Task instructions – Update the data below by replacing each occurrence of "broadcast frame" with "video frame", leaving everything else unchanged. Leave the pictures out of your answer.

[Detection data]
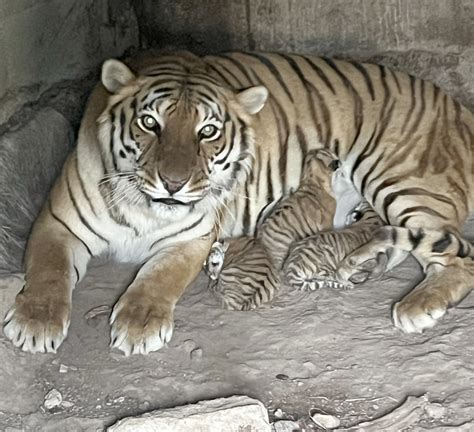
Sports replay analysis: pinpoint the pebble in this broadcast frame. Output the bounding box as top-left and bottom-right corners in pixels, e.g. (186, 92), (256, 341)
(309, 408), (341, 430)
(424, 402), (449, 419)
(183, 339), (196, 353)
(138, 401), (150, 410)
(43, 389), (63, 411)
(191, 348), (202, 359)
(275, 374), (290, 381)
(273, 408), (283, 418)
(273, 420), (301, 432)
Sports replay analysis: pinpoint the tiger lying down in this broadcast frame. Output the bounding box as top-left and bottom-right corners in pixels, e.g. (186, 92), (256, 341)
(4, 53), (474, 355)
(204, 150), (383, 310)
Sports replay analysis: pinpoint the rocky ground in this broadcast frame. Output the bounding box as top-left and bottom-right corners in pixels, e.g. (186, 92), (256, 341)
(0, 214), (474, 431)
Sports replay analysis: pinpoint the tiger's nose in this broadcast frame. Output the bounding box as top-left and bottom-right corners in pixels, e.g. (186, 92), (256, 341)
(161, 176), (189, 195)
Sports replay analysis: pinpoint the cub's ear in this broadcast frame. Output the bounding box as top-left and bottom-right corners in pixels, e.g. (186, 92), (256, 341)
(237, 86), (268, 114)
(101, 59), (135, 93)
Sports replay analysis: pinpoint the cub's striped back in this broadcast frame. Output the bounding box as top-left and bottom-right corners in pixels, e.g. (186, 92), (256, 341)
(283, 202), (383, 290)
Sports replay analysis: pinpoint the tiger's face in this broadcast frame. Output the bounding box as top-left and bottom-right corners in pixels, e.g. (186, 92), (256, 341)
(99, 56), (268, 216)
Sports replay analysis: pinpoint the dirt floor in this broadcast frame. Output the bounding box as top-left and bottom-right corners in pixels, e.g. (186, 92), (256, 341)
(0, 219), (474, 431)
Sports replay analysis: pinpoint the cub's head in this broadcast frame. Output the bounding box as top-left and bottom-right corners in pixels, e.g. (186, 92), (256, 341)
(98, 55), (268, 218)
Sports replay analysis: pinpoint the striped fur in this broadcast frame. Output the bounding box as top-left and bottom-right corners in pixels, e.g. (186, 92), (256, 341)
(205, 150), (337, 310)
(205, 237), (280, 310)
(283, 202), (383, 290)
(4, 53), (474, 354)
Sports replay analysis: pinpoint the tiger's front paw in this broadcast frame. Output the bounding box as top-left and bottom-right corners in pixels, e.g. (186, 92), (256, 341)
(3, 290), (71, 353)
(336, 251), (388, 284)
(110, 293), (173, 356)
(392, 289), (449, 333)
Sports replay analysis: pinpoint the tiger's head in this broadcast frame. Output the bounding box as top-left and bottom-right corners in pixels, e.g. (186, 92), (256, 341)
(98, 54), (268, 216)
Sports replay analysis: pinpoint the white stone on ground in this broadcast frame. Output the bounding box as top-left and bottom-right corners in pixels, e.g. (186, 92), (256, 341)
(107, 396), (271, 432)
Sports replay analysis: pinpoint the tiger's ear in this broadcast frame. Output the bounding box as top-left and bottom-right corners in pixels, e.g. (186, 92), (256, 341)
(101, 59), (135, 93)
(237, 86), (268, 114)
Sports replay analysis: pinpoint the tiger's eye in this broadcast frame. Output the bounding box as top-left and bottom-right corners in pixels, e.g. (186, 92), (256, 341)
(140, 115), (158, 130)
(199, 125), (219, 139)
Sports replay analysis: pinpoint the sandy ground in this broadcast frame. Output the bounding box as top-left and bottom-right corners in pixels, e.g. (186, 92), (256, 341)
(0, 220), (474, 431)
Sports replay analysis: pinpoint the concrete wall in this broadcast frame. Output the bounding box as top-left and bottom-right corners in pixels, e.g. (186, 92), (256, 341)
(135, 0), (474, 108)
(0, 0), (138, 124)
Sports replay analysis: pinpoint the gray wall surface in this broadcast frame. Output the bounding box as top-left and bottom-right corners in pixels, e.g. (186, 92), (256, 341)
(0, 0), (138, 124)
(134, 0), (474, 108)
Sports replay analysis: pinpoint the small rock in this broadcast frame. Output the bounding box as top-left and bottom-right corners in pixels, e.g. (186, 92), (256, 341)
(275, 374), (290, 381)
(191, 348), (202, 359)
(138, 401), (150, 410)
(309, 408), (341, 430)
(43, 389), (63, 411)
(424, 402), (449, 419)
(273, 408), (283, 418)
(183, 339), (196, 353)
(107, 396), (271, 432)
(273, 420), (301, 432)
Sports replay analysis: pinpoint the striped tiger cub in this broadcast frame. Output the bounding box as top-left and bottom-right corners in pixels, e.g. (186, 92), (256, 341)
(4, 52), (474, 355)
(204, 236), (280, 310)
(283, 201), (383, 290)
(204, 150), (338, 310)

Result –
Sports replay analysis: pinpoint the pebble in this video frame. Output the bounding box as top-left and bottom-right corners in pixels, e.g. (186, 92), (256, 341)
(309, 408), (341, 430)
(424, 402), (449, 419)
(183, 339), (196, 353)
(138, 401), (150, 410)
(43, 389), (63, 411)
(191, 348), (202, 359)
(275, 374), (290, 381)
(273, 408), (283, 418)
(273, 420), (301, 432)
Sports replay analysis: pinpoint the tiger lying down in this video frame. Output the bounding box as top-left and bottom-right corners in pixels, e.g. (186, 92), (256, 341)
(4, 53), (474, 355)
(204, 150), (383, 310)
Sports replay analysis: pinpoint the rocky ground in this video frame. Output the bounding box as top-left and bottom-right corners in pixels, e.g. (186, 92), (256, 341)
(0, 214), (474, 431)
Sports replay analysis: pinpoint the tiger's nose in this video frame. Output the bounding box as top-left and bottom-right corners in pixels, e.g. (186, 92), (256, 341)
(161, 176), (189, 195)
Sports replay analysis: pinpoint the cub's ear in this video frame. Output the bounding box as top-left and bottom-right corners in pixels, e.g. (186, 92), (256, 341)
(237, 86), (268, 114)
(101, 59), (135, 93)
Sports replay analysis: pinpoint the cub's striped back in this video frame. Output the bounding box as top-left and bottom-right corners in pixels, e.g. (186, 92), (256, 341)
(283, 202), (383, 290)
Sports replay analysis: pinpoint the tiger's face in this video frame. Output the bounding box as top-left and bottom-right corners in pixels, e.g. (186, 92), (256, 341)
(99, 56), (268, 216)
Sports replay analysis: pinpoint the dirt floor in this video frame. Output the bounding box as top-left and bottom-right corners in pixels, e.g. (186, 92), (256, 341)
(0, 219), (474, 431)
Sports replay analysis: pinpoint the cub's head in this video frame. Output the bounding box as top-left and bottom-right corners in pixels, e.g. (186, 92), (256, 341)
(98, 55), (268, 218)
Sports replay analysis: pinpoint the striped fur in this video frame. Output the bounding box as top-left and bottom-right corners in pixels, e.g. (186, 92), (256, 341)
(205, 150), (337, 310)
(205, 237), (280, 310)
(283, 202), (383, 290)
(4, 53), (474, 354)
Sports replay analysis: pinpoint the tiger's front paw in this video frame. Output the bounding box as top-left and bottom-right corners in pixels, e.g. (186, 92), (256, 341)
(3, 290), (71, 353)
(336, 251), (388, 284)
(110, 293), (173, 356)
(392, 289), (449, 333)
Sports replay analysis: pinpoint the tiger's head in this video frame. Output the bounding box as top-left and bottom-right corners in pixels, e.g. (186, 92), (256, 341)
(98, 54), (268, 216)
Sports replay analysis: pinpoint the white stone on ground in this video frame. Output the bounding box as top-left and bottom-right corners in pixels, e.g. (186, 92), (256, 341)
(107, 396), (271, 432)
Sports replay analysis: pinpoint the tiger's ear in this video frame. Output the bounding box as top-left and bottom-right corners in pixels, e.g. (186, 92), (256, 341)
(101, 59), (135, 93)
(237, 86), (268, 114)
Sports replay analysis: pinpoint the tiger's eye in this video frame. Output the bounding box as top-left and bottom-right corners in pixels, e.g. (186, 92), (256, 341)
(140, 115), (158, 130)
(199, 125), (219, 139)
Sports replay analysis: pinpoint the sandy ground in this video frame. Output the bounding box as top-left and bottom-right corners in pixels, e.g. (186, 92), (256, 341)
(0, 220), (474, 431)
Sports replay analysis: pinpoint the concrete wall in this video frame. Output the bounding box as top-left and bottom-right corners in pixels, e.g. (186, 92), (256, 341)
(135, 0), (474, 108)
(0, 0), (138, 124)
Sports replay analysis: pinpoint the gray wall surface in this video frame. Output the bounding box as top-left and bottom-right corners in pixels, e.g. (186, 92), (256, 341)
(0, 0), (138, 124)
(134, 0), (474, 108)
Sports replay analysis: pinpoint the small rock in this video frame. Output the bounding box as top-left and bottom-right corners in pixels, e.g. (186, 92), (256, 341)
(275, 374), (290, 381)
(191, 348), (202, 359)
(138, 401), (150, 410)
(309, 408), (341, 430)
(43, 389), (63, 411)
(424, 402), (449, 419)
(273, 408), (283, 418)
(183, 339), (196, 353)
(107, 396), (271, 432)
(273, 420), (301, 432)
Sports replay analysis: pinpoint the striped tiger cub in this video frame. Output the bounding box as top-left and bottom-right corners in pixels, e.g. (186, 92), (256, 341)
(4, 52), (474, 355)
(204, 236), (280, 310)
(283, 201), (383, 290)
(204, 150), (338, 310)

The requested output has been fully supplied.